Requirement :: Reproduce the stretch of the email reply from "You could look" through "actually be enough.", swapping every "end designs" for "final designs".

Supplied passage ::
==========
From: Antoon Goderis
Subject: Re: [Myexperiment-discuss] i need some workflows :-)
Date: Fri, 6 Apr 2007 07:36:27 +0100 (BST)

Hello

> Antoon - is there something we can start using immediately?  The goal at
> the moment is just to get some experience rather than putting lots of
> effort into making sure it's the right decision (that comes later!)

> > > In a way an Inchi is a canonical digest of a molecular structure.  You can
> > > imagine one or more types of digest of workflows such that google finds
> > > "similar" workflows, where "similar" will be a function of the digest.
> > > In the myExperiment context one would want some form of digest that
> > > works across multiple workflow systems.  I'm just thinking out loud - I
> > > expect people have thought about this already.  It came up because
> > > Don is mapping workflow descriptions to OAI.

The thing is: where do you want to measure similarity and for what
purpose. What you include in the digest should reflect the purpose. I
don't believe in a single measure of similarity any more.

You could look for similar templates, similar end designs or
similar provenance graphs. The purpose could be to find inspiration, to
repeat running someone else's workflow, re-use it by slight parameter
adaptation or repurpose it by altering structure. In general, I've been
focussing on the case of similarity between end designs to support people
repurpose their existing workflow based on others.

Depending on the purposes, having the workflow's overall signature
information can actually be enough.

I don't think Google is cut out to support all mentioned purposes -
you're effectively looking at algorithm comparisons. I tried feeding the
Google API a serialization of a workflow by turning a workflow into a
string of service names and see what would come up in relation to the wf
repository - not much as it turns out.
==========
Data listing
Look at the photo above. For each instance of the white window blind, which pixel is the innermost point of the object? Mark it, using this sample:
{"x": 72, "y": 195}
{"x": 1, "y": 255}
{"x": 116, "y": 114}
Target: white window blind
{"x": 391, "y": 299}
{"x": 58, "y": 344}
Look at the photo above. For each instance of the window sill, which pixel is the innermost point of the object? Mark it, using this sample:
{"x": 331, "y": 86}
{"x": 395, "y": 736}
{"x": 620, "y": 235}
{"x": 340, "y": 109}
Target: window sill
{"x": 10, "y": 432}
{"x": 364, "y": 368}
==========
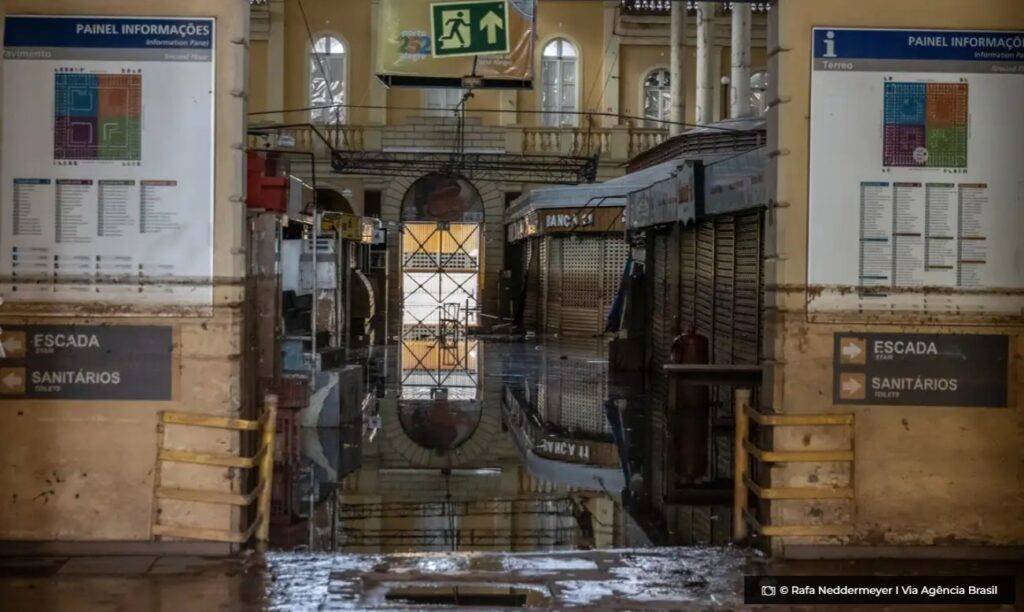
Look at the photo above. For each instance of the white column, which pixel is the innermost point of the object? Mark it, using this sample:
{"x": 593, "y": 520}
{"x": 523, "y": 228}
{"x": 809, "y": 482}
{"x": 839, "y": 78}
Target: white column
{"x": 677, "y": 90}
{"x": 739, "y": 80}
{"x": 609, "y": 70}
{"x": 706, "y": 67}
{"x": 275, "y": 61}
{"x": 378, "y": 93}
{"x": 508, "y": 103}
==========
Written answer ::
You could look for similar templates, similar final designs or
similar provenance graphs. The purpose could be to find inspiration, to
repeat running someone else's workflow, re-use it by slight parameter
adaptation or repurpose it by altering structure. In general, I've been
focussing on the case of similarity between final designs to support people
repurpose their existing workflow based on others.

Depending on the purposes, having the workflow's overall signature
information can actually be enough.